#### WHAT THE EXERCISE ASKS
Rewrite the lines from the one with "point at the stainless steel stove" to the one with "<point>168,134</point>", request lines included, and shift each answer coordinate up by 142 while leaving the requests and their sample coordinates unchanged. Give only those lines.

Object position labeling entries
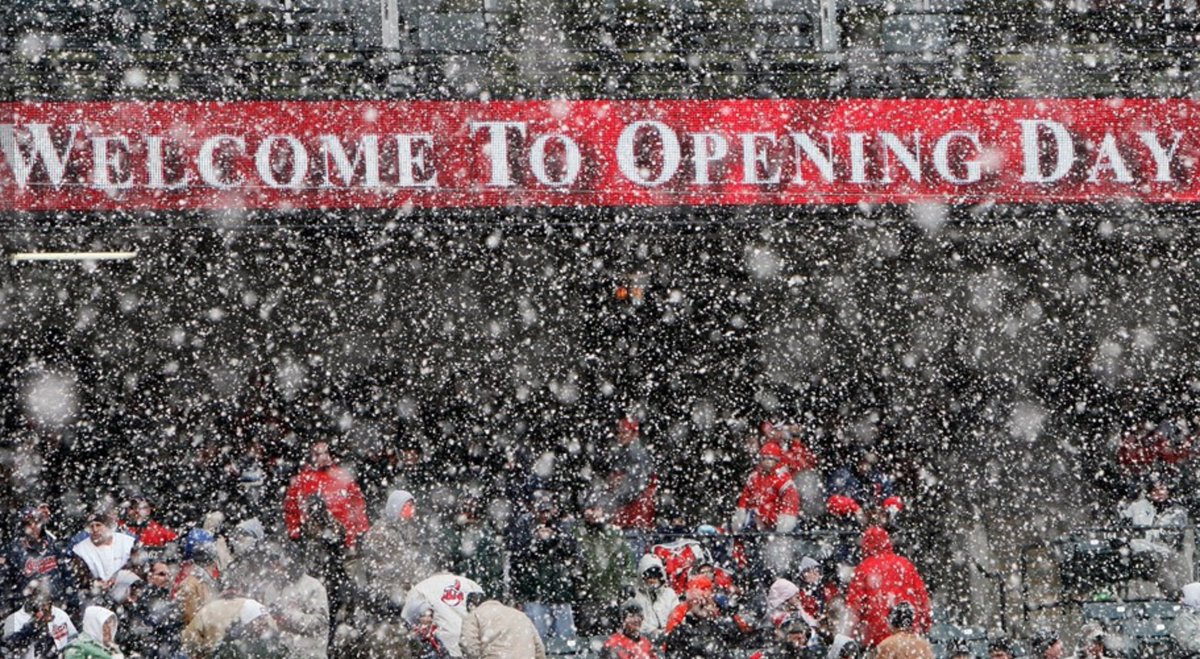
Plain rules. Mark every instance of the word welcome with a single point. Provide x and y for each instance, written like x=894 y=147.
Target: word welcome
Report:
x=130 y=156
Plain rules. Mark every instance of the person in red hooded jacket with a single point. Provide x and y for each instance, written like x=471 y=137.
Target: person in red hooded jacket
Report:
x=335 y=487
x=769 y=499
x=880 y=581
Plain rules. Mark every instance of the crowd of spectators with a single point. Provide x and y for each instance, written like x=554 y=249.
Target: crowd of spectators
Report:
x=315 y=573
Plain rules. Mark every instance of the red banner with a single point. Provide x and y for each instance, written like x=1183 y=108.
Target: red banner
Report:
x=311 y=155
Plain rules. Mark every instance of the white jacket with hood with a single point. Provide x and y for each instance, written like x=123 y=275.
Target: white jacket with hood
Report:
x=657 y=604
x=1186 y=627
x=447 y=594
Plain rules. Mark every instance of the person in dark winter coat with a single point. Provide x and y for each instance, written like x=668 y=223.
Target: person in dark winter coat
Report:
x=472 y=546
x=903 y=643
x=862 y=487
x=881 y=581
x=155 y=618
x=545 y=563
x=629 y=642
x=1045 y=643
x=791 y=641
x=34 y=556
x=607 y=570
x=397 y=551
x=657 y=598
x=37 y=629
x=252 y=636
x=702 y=633
x=630 y=480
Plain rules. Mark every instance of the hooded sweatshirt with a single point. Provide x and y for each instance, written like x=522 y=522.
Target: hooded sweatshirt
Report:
x=778 y=610
x=395 y=552
x=882 y=580
x=89 y=643
x=1186 y=627
x=657 y=604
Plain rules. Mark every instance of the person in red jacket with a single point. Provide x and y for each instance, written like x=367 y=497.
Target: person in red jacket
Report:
x=882 y=580
x=769 y=499
x=336 y=490
x=144 y=527
x=629 y=642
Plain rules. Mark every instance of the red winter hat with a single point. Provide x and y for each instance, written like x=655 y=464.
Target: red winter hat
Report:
x=700 y=582
x=841 y=505
x=771 y=449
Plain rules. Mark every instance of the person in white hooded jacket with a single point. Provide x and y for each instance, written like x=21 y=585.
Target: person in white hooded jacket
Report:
x=97 y=639
x=447 y=594
x=1186 y=627
x=654 y=595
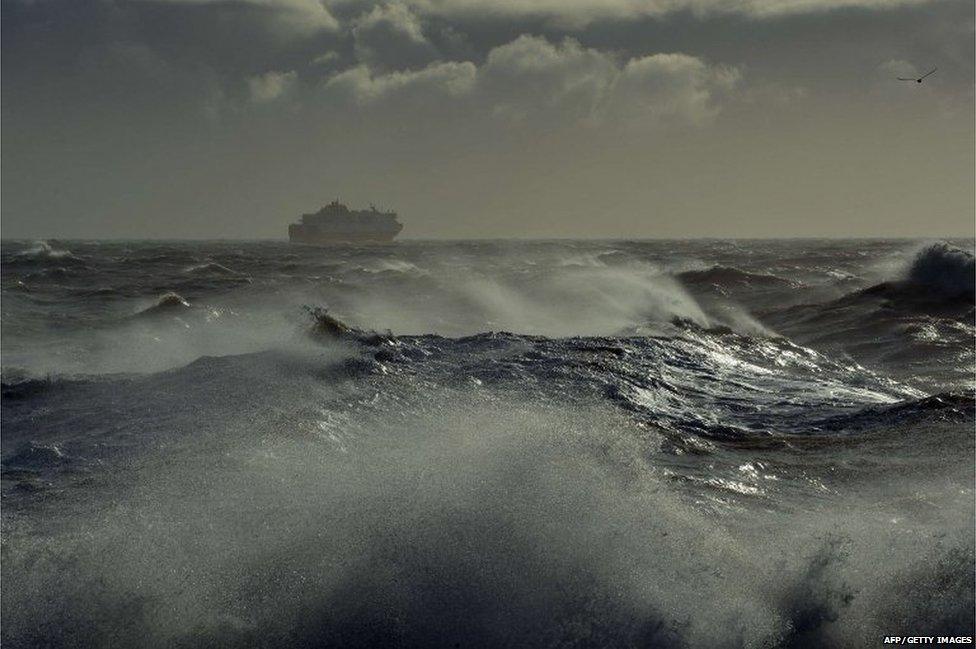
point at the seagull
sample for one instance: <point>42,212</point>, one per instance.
<point>919,80</point>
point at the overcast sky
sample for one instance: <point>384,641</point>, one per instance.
<point>514,118</point>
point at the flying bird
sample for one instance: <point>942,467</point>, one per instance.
<point>918,80</point>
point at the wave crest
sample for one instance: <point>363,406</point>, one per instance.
<point>946,269</point>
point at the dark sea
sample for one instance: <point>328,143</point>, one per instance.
<point>487,444</point>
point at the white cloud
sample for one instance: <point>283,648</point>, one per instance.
<point>531,75</point>
<point>531,80</point>
<point>577,13</point>
<point>291,17</point>
<point>391,36</point>
<point>669,87</point>
<point>435,82</point>
<point>270,86</point>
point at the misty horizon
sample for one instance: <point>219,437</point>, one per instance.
<point>199,119</point>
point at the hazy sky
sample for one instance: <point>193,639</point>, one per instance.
<point>545,118</point>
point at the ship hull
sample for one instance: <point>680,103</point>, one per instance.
<point>297,234</point>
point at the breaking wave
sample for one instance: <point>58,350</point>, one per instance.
<point>944,269</point>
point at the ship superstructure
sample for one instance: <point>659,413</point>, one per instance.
<point>336,223</point>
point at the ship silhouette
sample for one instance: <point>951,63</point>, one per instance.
<point>335,223</point>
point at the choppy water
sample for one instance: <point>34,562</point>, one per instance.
<point>664,444</point>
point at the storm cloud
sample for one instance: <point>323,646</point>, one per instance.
<point>225,118</point>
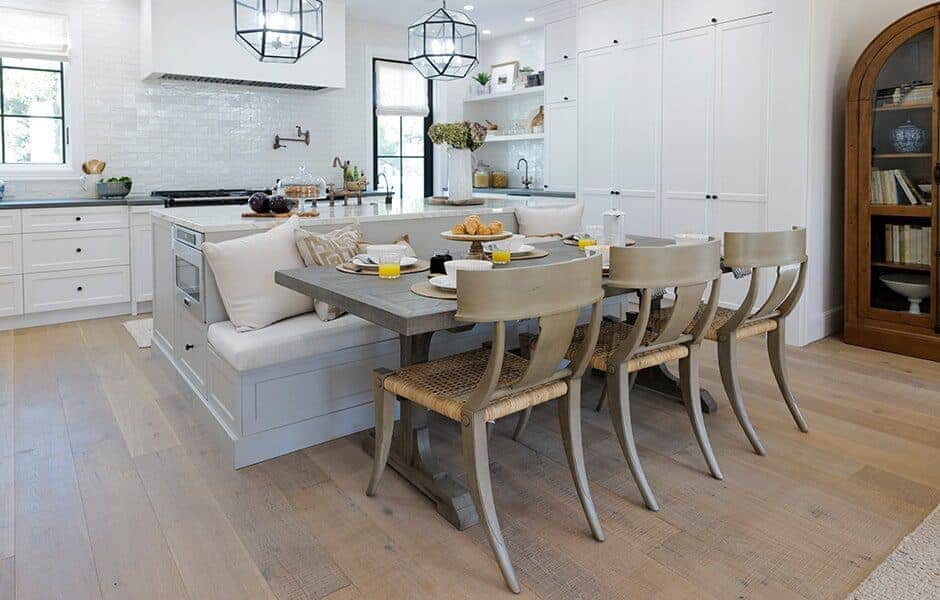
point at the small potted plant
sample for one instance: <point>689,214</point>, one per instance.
<point>483,79</point>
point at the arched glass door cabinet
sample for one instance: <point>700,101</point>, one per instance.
<point>892,170</point>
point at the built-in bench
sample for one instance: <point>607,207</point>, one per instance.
<point>302,381</point>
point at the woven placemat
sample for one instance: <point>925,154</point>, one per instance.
<point>571,242</point>
<point>418,267</point>
<point>537,253</point>
<point>423,288</point>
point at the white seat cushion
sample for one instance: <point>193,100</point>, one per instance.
<point>292,339</point>
<point>541,220</point>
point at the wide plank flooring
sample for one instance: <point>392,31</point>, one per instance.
<point>114,485</point>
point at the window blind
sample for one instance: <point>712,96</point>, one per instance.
<point>32,34</point>
<point>400,90</point>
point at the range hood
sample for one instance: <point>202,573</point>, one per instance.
<point>195,41</point>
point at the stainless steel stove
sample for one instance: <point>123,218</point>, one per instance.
<point>205,197</point>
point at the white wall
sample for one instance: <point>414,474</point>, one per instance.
<point>841,31</point>
<point>168,134</point>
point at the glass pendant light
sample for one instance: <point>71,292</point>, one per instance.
<point>443,44</point>
<point>279,30</point>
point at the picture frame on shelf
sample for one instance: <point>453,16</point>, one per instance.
<point>504,76</point>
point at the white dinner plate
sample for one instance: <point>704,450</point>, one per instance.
<point>444,282</point>
<point>364,262</point>
<point>523,249</point>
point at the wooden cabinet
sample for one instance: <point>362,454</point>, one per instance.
<point>561,82</point>
<point>891,217</point>
<point>561,147</point>
<point>683,15</point>
<point>561,40</point>
<point>615,22</point>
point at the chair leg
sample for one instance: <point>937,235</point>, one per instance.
<point>384,427</point>
<point>521,423</point>
<point>476,461</point>
<point>618,390</point>
<point>569,416</point>
<point>727,364</point>
<point>776,348</point>
<point>689,382</point>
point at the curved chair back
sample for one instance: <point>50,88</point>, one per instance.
<point>691,270</point>
<point>553,294</point>
<point>783,250</point>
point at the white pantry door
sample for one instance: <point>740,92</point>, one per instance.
<point>688,125</point>
<point>638,134</point>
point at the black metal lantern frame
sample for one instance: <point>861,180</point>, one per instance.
<point>279,30</point>
<point>443,44</point>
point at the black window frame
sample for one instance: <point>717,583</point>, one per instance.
<point>428,146</point>
<point>4,115</point>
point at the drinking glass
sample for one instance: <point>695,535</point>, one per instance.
<point>390,263</point>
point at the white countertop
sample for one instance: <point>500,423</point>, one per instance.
<point>219,219</point>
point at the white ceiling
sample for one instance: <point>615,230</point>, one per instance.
<point>500,16</point>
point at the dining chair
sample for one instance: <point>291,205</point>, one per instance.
<point>624,349</point>
<point>785,252</point>
<point>490,383</point>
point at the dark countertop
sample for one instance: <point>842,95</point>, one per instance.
<point>132,200</point>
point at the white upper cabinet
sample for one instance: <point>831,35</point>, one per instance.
<point>561,40</point>
<point>598,97</point>
<point>561,82</point>
<point>682,15</point>
<point>561,147</point>
<point>615,22</point>
<point>741,110</point>
<point>688,98</point>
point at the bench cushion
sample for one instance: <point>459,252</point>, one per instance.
<point>292,339</point>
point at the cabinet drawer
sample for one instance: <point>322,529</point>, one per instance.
<point>75,289</point>
<point>11,295</point>
<point>11,254</point>
<point>561,82</point>
<point>42,220</point>
<point>45,252</point>
<point>10,221</point>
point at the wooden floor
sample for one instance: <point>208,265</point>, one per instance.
<point>112,486</point>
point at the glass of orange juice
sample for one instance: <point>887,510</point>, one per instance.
<point>500,252</point>
<point>390,263</point>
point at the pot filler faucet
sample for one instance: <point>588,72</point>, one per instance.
<point>526,182</point>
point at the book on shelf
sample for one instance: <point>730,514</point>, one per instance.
<point>893,187</point>
<point>908,244</point>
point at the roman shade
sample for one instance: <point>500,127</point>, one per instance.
<point>33,34</point>
<point>400,90</point>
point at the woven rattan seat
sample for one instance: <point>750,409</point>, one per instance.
<point>612,335</point>
<point>660,317</point>
<point>444,385</point>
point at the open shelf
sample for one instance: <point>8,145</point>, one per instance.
<point>518,137</point>
<point>513,94</point>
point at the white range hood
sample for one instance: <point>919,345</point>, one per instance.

#### CORRECT OUTPUT
point at the stainless steel stove
sample for one instance: <point>123,218</point>, one per instance.
<point>347,339</point>
point at the white wall
sample for one instance: <point>414,474</point>, one per instance.
<point>983,173</point>
<point>310,276</point>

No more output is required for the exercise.